EXCERPTED TEXT =>

********************

C. Anoop’s 3 Kalangal is a man writing about a male world and in the process seeing images, people and situations that have a masculine slant of perception. Invoking a male canon of writing from O.V. Vijayan to Paul Zacharia, the world of the stories is perpetuated by characters from a male literary tradition in Malayalam who are nevertheless facing challenges from new critical perspectives and readings. Thus in a tale that speaks about the deconstruction of love, explicitly titled ‘Pranayathinte Apanirmanam’, the female student of a conventional male academic challenges Adoor’s reading of Zacharia’s Bhaskara Pattelarum Ente Jeevithavum by saying that the real hero of the novel is the marginalised female character.
In the process she rattles the conventional mindset of the professor but finally plays into the stereotypical image of a ‘feminist’ in Kerala whom no man desires as wife.
There are 29 stories in this collection. Many of them put together convey a sense of the journey of the artist as a boy and then a young man. Thus it reveals numerous initiation ceremonies that reveal the crucial transformations in a writer’s understanding of his cultural codes and his quest for ways of representing bodies and desires.

********************

Stored dataset items =>
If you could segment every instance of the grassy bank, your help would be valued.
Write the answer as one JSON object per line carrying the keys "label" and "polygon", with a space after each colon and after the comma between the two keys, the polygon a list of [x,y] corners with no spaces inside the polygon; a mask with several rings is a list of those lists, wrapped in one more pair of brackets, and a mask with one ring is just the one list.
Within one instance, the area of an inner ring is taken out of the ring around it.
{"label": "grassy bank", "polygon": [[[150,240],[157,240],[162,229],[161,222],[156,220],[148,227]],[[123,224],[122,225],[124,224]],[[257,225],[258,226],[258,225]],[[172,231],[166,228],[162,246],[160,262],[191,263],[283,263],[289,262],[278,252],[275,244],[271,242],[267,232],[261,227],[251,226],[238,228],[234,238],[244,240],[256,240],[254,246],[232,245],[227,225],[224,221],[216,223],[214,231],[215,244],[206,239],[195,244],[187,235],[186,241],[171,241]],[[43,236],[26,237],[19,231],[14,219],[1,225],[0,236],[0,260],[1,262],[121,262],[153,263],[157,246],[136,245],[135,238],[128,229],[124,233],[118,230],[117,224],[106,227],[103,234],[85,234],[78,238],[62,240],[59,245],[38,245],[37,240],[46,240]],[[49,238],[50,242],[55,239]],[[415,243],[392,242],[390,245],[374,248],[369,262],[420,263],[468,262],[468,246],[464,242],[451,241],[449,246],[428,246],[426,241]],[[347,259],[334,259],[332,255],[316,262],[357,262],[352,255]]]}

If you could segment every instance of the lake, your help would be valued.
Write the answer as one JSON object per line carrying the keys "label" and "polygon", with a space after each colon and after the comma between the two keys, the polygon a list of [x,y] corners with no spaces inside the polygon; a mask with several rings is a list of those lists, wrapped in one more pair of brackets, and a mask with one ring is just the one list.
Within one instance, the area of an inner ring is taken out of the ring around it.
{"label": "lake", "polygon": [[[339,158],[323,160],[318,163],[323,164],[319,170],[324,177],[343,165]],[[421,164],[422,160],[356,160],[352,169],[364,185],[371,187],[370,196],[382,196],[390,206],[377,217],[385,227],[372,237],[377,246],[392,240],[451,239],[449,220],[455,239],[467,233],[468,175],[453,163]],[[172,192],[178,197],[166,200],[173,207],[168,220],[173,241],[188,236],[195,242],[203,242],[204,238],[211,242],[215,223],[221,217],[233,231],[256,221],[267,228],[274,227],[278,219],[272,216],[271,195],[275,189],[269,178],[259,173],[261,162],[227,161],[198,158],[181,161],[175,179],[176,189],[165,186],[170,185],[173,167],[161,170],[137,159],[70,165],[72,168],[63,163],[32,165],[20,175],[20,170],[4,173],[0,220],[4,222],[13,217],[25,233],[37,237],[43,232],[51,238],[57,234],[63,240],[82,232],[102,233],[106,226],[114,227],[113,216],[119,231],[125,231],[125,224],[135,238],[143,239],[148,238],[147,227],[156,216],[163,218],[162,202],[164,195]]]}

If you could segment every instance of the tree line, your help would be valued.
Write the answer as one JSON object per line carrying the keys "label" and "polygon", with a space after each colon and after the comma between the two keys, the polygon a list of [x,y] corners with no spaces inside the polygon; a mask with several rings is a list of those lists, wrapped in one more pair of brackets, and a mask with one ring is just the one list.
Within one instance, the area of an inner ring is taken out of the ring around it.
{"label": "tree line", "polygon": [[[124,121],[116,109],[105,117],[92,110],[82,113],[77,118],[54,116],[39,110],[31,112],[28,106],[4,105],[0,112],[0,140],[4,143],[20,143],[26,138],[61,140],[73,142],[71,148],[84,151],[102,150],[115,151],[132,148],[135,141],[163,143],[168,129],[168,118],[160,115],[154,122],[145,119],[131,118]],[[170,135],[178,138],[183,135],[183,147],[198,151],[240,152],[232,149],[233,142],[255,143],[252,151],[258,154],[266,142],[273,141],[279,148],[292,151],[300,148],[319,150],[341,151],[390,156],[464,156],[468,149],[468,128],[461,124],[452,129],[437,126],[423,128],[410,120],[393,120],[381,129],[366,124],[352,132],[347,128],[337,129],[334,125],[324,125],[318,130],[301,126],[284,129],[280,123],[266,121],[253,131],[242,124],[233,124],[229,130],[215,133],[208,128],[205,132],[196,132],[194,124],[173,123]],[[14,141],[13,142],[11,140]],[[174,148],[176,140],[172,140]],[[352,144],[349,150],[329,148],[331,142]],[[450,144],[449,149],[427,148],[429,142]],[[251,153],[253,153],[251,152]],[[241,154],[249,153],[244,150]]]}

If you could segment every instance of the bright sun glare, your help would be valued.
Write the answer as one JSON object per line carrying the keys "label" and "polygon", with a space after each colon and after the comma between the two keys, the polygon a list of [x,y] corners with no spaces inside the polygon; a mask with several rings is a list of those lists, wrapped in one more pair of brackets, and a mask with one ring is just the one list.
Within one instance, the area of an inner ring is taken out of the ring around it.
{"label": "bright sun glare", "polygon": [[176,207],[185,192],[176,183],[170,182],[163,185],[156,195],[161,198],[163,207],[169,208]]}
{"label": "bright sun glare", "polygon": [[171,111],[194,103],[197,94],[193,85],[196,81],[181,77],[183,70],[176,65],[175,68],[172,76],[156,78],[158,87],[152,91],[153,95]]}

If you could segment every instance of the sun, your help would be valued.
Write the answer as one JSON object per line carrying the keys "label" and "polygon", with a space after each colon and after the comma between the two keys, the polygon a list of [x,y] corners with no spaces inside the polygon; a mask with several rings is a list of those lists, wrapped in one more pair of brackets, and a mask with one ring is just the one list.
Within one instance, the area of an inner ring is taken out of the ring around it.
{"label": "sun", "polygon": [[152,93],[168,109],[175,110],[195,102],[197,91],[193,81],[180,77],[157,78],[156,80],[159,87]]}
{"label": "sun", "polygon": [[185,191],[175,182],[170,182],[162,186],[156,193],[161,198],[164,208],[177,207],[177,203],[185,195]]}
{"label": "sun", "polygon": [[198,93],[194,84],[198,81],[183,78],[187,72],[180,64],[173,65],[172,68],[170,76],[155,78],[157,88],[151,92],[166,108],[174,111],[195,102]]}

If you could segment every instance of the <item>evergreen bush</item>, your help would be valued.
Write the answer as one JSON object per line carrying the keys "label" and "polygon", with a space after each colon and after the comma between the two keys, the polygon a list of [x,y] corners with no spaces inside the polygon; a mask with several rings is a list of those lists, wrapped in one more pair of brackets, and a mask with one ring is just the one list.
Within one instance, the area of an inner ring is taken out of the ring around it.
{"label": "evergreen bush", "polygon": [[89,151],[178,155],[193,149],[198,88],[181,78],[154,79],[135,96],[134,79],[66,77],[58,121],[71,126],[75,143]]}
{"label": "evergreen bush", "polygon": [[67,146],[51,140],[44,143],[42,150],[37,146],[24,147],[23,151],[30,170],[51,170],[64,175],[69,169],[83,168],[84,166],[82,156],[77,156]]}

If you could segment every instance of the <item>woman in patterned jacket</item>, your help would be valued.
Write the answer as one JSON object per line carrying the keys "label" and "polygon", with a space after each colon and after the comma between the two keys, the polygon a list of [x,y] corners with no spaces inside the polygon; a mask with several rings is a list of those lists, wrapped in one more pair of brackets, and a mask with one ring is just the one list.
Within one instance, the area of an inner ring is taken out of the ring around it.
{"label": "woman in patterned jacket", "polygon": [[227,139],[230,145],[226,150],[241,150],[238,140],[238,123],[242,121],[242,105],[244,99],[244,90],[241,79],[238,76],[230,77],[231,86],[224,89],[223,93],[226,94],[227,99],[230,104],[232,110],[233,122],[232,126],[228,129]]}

********************

EXERCISE TASK => Rewrite the passage on 3 Kalangal from the words "C. Anoop’s 3" through "marginalised female character.", putting "literary lineage" in place of "literary tradition".

EXERCISE RESPONSE =>
C. Anoop’s 3 Kalangal is a man writing about a male world and in the process seeing images, people and situations that have a masculine slant of perception. Invoking a male canon of writing from O.V. Vijayan to Paul Zacharia, the world of the stories is perpetuated by characters from a male literary lineage in Malayalam who are nevertheless facing challenges from new critical perspectives and readings. Thus in a tale that speaks about the deconstruction of love, explicitly titled ‘Pranayathinte Apanirmanam’, the female student of a conventional male academic challenges Adoor’s reading of Zacharia’s Bhaskara Pattelarum Ente Jeevithavum by saying that the real hero of the novel is the marginalised female character.